Work order -
Only an exact repetition of the lines from the one that holds "emit = geojson-point-per-instance" to the end of the records is wanted.

Entries provided -
• • • •

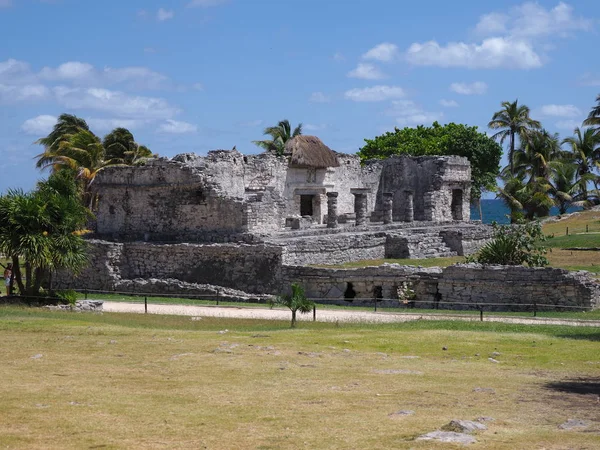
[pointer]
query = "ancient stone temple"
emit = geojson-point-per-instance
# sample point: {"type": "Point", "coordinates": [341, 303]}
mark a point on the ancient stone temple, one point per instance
{"type": "Point", "coordinates": [243, 222]}
{"type": "Point", "coordinates": [194, 198]}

• • • •

Answer for this exercise -
emit = geojson-point-per-instance
# sample point: {"type": "Point", "coordinates": [341, 303]}
mark a point on the ancient stone temple, one point per instance
{"type": "Point", "coordinates": [243, 222]}
{"type": "Point", "coordinates": [194, 198]}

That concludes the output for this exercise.